→ Requirement:
Copy the data below word for word, starting at its first line and ending after the line that contains "x=356, y=207". Omit the pictures from your copy.

--- --- ---

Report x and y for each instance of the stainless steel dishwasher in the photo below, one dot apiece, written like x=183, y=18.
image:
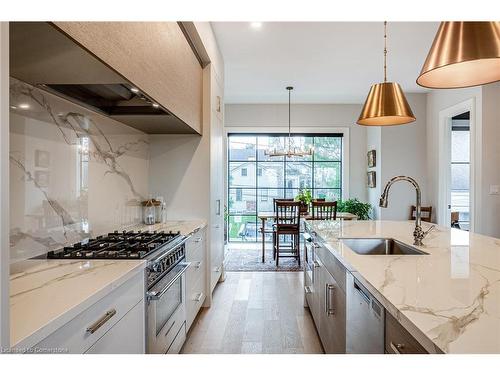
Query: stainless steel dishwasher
x=365, y=318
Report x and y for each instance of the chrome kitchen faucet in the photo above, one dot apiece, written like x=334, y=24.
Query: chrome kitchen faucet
x=418, y=233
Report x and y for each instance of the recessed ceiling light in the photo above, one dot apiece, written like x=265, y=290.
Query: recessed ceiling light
x=256, y=25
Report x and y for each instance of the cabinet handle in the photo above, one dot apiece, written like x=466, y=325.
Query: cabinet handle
x=94, y=327
x=329, y=289
x=396, y=348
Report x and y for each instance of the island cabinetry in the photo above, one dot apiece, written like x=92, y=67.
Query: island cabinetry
x=196, y=275
x=114, y=324
x=398, y=340
x=325, y=295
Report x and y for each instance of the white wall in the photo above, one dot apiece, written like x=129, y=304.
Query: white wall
x=400, y=149
x=437, y=101
x=403, y=153
x=314, y=116
x=180, y=171
x=4, y=185
x=490, y=174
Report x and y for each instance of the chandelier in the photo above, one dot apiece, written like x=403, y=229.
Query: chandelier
x=291, y=150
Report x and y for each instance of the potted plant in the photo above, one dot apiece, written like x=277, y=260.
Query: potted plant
x=305, y=198
x=356, y=207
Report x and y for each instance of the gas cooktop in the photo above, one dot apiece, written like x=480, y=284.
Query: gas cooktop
x=118, y=245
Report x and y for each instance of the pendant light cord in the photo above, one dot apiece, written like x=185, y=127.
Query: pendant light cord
x=289, y=126
x=385, y=51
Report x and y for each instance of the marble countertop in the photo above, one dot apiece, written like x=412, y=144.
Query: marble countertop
x=185, y=227
x=449, y=300
x=46, y=294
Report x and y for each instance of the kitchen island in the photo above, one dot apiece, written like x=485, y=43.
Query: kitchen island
x=449, y=299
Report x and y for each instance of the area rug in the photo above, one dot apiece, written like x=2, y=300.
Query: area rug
x=250, y=259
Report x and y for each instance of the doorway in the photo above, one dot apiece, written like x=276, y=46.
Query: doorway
x=459, y=188
x=457, y=156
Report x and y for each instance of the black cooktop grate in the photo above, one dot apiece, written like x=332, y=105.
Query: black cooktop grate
x=116, y=245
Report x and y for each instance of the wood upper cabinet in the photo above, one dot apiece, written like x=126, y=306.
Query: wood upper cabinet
x=154, y=56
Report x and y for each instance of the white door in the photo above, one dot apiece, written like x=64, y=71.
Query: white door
x=457, y=150
x=460, y=177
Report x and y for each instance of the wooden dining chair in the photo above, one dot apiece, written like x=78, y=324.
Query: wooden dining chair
x=324, y=210
x=287, y=223
x=426, y=213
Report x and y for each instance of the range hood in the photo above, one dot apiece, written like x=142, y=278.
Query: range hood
x=44, y=57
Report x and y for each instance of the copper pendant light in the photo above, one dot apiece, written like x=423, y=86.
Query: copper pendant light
x=386, y=103
x=463, y=54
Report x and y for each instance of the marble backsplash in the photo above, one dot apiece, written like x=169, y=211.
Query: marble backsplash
x=73, y=173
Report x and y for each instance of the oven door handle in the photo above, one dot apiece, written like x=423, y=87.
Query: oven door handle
x=180, y=243
x=156, y=295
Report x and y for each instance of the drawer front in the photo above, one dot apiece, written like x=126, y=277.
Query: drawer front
x=334, y=267
x=176, y=346
x=164, y=338
x=194, y=246
x=75, y=336
x=194, y=300
x=195, y=272
x=398, y=340
x=125, y=337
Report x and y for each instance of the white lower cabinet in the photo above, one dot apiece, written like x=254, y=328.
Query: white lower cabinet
x=114, y=324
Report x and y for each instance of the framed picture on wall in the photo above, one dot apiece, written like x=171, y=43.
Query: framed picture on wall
x=42, y=159
x=372, y=158
x=371, y=179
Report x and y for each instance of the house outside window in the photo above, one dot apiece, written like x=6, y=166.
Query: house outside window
x=255, y=179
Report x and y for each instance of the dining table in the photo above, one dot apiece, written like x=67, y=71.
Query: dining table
x=264, y=216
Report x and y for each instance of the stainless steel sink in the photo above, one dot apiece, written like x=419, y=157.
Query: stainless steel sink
x=380, y=246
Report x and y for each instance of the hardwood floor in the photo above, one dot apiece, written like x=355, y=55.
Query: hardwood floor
x=255, y=312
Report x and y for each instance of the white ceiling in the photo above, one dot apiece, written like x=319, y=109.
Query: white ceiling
x=326, y=62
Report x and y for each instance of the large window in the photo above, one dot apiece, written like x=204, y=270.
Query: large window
x=255, y=179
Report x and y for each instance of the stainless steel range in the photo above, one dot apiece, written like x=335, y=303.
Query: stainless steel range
x=165, y=280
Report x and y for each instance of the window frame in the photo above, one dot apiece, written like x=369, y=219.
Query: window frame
x=342, y=191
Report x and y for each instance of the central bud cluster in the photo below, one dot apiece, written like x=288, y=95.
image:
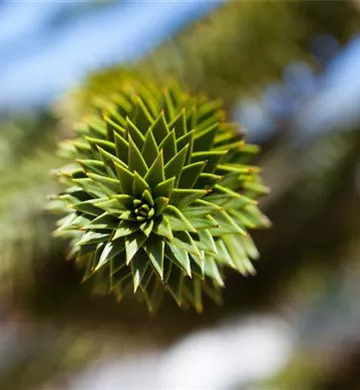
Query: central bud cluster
x=143, y=210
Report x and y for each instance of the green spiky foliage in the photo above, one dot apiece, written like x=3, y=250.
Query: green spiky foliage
x=161, y=196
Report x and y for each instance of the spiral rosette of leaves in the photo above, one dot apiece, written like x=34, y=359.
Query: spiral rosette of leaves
x=160, y=196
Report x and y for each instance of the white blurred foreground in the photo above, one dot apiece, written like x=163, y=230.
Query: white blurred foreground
x=240, y=354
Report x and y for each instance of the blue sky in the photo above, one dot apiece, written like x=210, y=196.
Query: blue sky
x=48, y=47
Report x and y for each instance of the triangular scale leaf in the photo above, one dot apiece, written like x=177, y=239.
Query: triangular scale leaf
x=164, y=188
x=190, y=174
x=174, y=167
x=154, y=248
x=133, y=243
x=156, y=172
x=136, y=161
x=150, y=150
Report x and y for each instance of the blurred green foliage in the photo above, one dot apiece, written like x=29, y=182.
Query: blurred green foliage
x=314, y=204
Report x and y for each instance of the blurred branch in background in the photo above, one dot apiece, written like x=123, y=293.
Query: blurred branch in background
x=276, y=67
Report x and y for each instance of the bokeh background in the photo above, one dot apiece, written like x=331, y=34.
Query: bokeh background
x=289, y=73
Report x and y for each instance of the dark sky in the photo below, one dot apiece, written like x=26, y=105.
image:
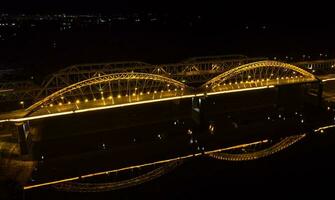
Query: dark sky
x=284, y=11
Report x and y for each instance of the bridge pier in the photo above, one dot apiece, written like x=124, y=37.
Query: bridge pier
x=24, y=137
x=198, y=114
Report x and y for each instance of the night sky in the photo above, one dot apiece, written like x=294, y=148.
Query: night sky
x=292, y=28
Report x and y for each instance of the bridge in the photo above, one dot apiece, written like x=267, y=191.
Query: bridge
x=91, y=88
x=193, y=71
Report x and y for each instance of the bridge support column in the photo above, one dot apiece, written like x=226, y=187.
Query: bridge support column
x=198, y=114
x=24, y=137
x=320, y=92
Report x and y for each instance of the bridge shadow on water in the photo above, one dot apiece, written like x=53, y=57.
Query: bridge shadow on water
x=303, y=169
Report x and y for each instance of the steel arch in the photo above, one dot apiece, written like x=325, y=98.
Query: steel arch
x=104, y=79
x=255, y=65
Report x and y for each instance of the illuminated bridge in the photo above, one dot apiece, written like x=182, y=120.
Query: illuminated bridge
x=84, y=89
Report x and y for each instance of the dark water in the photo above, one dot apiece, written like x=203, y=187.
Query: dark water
x=303, y=169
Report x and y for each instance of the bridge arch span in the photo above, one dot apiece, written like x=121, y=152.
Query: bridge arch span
x=110, y=89
x=261, y=73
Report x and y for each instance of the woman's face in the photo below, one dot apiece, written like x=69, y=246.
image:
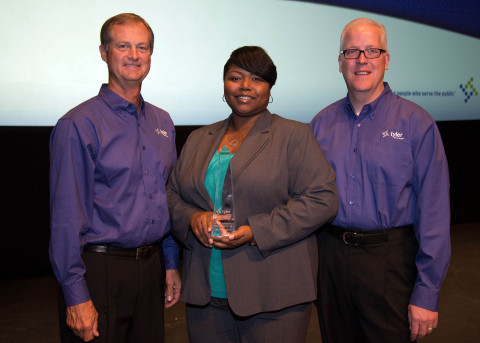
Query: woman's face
x=246, y=94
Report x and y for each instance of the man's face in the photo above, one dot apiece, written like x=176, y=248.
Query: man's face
x=129, y=54
x=364, y=77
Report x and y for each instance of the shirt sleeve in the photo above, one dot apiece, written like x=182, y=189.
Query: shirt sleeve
x=432, y=217
x=71, y=204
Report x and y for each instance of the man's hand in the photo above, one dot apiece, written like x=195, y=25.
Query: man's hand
x=173, y=287
x=82, y=319
x=422, y=322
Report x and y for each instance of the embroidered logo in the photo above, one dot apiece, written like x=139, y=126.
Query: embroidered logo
x=394, y=135
x=162, y=132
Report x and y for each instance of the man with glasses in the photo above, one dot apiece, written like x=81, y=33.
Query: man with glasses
x=384, y=258
x=110, y=246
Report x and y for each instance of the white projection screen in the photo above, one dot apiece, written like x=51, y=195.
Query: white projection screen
x=51, y=62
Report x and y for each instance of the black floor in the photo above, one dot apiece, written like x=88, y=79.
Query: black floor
x=28, y=305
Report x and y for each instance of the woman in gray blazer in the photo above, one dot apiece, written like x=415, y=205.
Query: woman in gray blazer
x=255, y=284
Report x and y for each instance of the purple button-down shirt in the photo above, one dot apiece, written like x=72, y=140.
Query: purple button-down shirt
x=391, y=171
x=108, y=172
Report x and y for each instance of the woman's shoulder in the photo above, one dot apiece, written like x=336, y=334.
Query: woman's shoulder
x=283, y=123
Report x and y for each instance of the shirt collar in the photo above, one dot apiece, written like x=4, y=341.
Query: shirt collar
x=368, y=109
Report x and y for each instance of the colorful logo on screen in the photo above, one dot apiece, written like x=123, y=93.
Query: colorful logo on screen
x=469, y=92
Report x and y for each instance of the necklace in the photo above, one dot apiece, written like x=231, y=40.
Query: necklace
x=235, y=141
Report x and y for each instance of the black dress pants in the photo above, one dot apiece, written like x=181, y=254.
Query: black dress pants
x=128, y=295
x=364, y=291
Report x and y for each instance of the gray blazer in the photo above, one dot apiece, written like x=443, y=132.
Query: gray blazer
x=283, y=187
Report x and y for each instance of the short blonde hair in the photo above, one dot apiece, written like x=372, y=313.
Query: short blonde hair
x=364, y=21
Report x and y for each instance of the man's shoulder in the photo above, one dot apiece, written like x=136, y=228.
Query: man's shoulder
x=88, y=108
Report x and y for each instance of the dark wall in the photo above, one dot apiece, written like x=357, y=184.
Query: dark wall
x=25, y=212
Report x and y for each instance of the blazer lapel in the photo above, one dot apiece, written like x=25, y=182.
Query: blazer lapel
x=255, y=141
x=206, y=149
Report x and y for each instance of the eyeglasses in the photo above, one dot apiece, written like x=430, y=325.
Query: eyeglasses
x=368, y=53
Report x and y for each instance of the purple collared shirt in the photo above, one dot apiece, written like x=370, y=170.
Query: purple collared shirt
x=391, y=171
x=108, y=170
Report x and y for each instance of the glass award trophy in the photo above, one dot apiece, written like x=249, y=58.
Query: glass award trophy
x=223, y=218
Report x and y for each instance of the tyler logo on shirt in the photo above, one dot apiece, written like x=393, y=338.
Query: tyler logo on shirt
x=394, y=135
x=164, y=133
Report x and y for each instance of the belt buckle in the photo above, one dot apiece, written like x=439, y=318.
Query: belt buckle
x=344, y=236
x=142, y=252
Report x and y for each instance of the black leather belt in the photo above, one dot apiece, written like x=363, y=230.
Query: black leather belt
x=139, y=253
x=354, y=238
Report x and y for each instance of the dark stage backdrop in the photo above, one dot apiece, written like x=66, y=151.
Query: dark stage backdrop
x=24, y=185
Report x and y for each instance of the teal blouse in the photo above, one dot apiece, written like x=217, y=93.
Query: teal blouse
x=214, y=178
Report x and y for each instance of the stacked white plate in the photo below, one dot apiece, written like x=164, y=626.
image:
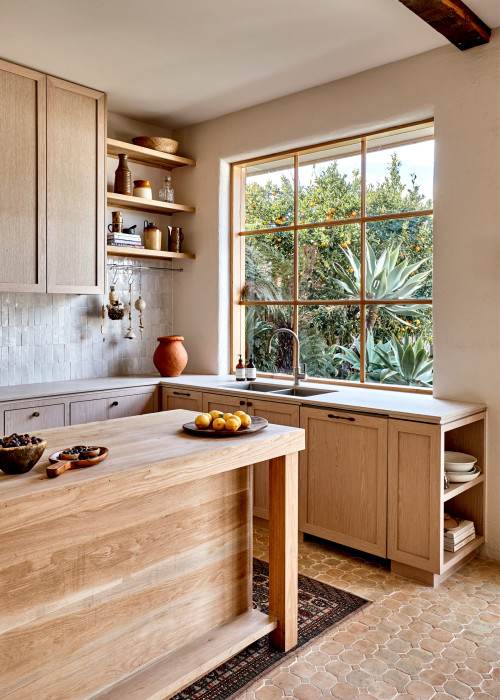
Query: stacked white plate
x=460, y=467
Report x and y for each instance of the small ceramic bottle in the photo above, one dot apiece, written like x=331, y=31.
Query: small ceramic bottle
x=250, y=371
x=240, y=371
x=123, y=176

--- --- ---

→ Full output:
Report x and y for each instance of the stainless steel dishwasher in the photo below, one dot apiece, written like x=183, y=18.
image:
Query: stainless steel dishwasher
x=365, y=318
Report x and y for each instance of the chrome kitchen faucet in the photo above, one dot apiece, written like x=334, y=24.
Query: chrome kitchen faucet
x=418, y=233
Report x and y for each instance of the recessed ceiling light in the photo above, one dot apiece, written like x=265, y=290.
Query: recessed ceiling light
x=256, y=25
Report x and y for each instance of the cabinet handle in the photo above, one dot apiece, written like x=466, y=325.
Query: cabinet handle
x=94, y=327
x=329, y=289
x=396, y=348
Report x and y for each instance of the island cabinetry in the photo above, one dot apiece, written like x=92, y=67.
Query: island cabinetry
x=196, y=275
x=114, y=324
x=398, y=340
x=325, y=295
Report x and y for each instance of the white wall in the photo above, one dot apiece, written like x=129, y=304.
Query: white wall
x=400, y=149
x=437, y=101
x=403, y=153
x=314, y=116
x=180, y=171
x=4, y=185
x=490, y=174
Report x and y for each instance of the chandelier in the photo above, one dot apiece, written like x=403, y=229.
Query: chandelier
x=291, y=150
Report x and y for each instance of the potted plant in the photo above, one dot apiece, written like x=277, y=260.
Query: potted plant
x=305, y=198
x=356, y=207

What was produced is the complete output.